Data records
# # # # #

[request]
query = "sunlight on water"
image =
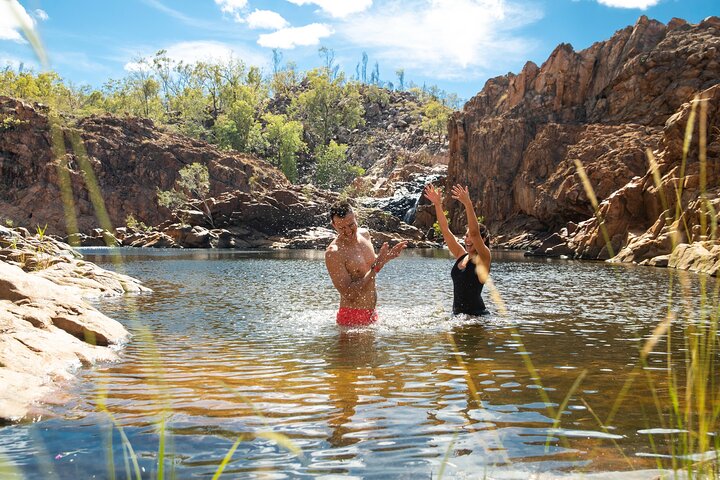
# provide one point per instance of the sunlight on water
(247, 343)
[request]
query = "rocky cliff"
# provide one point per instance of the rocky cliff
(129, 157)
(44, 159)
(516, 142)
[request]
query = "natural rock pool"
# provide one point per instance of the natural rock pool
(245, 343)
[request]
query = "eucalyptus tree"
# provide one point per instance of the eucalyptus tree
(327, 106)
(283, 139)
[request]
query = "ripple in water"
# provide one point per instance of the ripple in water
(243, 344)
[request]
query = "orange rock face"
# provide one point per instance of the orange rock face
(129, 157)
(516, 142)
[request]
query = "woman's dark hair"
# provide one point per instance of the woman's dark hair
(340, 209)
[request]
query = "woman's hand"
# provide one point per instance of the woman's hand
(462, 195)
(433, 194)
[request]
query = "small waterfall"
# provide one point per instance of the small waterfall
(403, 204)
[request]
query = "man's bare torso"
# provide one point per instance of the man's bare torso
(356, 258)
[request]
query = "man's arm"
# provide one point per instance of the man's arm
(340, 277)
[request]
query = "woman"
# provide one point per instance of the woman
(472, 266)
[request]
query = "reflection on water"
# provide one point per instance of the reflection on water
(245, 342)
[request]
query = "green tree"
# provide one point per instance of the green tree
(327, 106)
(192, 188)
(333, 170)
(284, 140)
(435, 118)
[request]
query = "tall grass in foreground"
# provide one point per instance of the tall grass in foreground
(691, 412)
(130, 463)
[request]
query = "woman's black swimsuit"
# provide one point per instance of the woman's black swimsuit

# # # # #

SHORT EXERCISE: Omitting all images, retype each line of the records precisely.

WRITTEN ANSWER:
[request]
query = "sunlight on water"
image =
# provide one point per instance of the sunlight on water
(247, 343)
[request]
query = "rocky cliff"
# provide one point per instance of the rocky cliff
(129, 157)
(44, 159)
(516, 142)
[request]
query = "natural rock pool"
# provide one point per instance of the natural rock pool
(245, 343)
[request]
query = "eucalyptus tree"
# provide one point per instance of the eucalyptus tree
(327, 106)
(283, 139)
[request]
query = "ripple in water"
# provide one point per instance of the ripple in water
(243, 344)
[request]
query = "orange rock face"
# provide one point per instance of the orange rock face
(129, 157)
(516, 142)
[request]
query = "woman's dark hair"
# provide one point per instance of the woman's dark hair
(340, 209)
[request]
query = "woman's hand"
# provide one point per instance of the woman's hand
(462, 195)
(433, 194)
[request]
query = "small waterfall"
# provide one point per instance of the small waterfall
(403, 204)
[request]
query = "man's bare torso"
# provide one point per instance of the man's bare torso
(356, 258)
[request]
query = "man's arm"
# provide one point per instance of the man's arm
(340, 277)
[request]
query = "woman"
# provide one point per instance of the woman
(472, 266)
[request]
query = "reflection on water"
# provide one point per instance of the reflection on water
(245, 342)
[request]
query = "green tree"
# provide one point per instance of the green tree
(327, 106)
(192, 188)
(333, 170)
(284, 140)
(435, 118)
[request]
query = "tall grass in foreground"
# provide one point per instance of the tall grass in foreground
(691, 412)
(130, 463)
[request]
query = "woman's black swimsuit"
# provide one point per instance of the woman's black swimsuit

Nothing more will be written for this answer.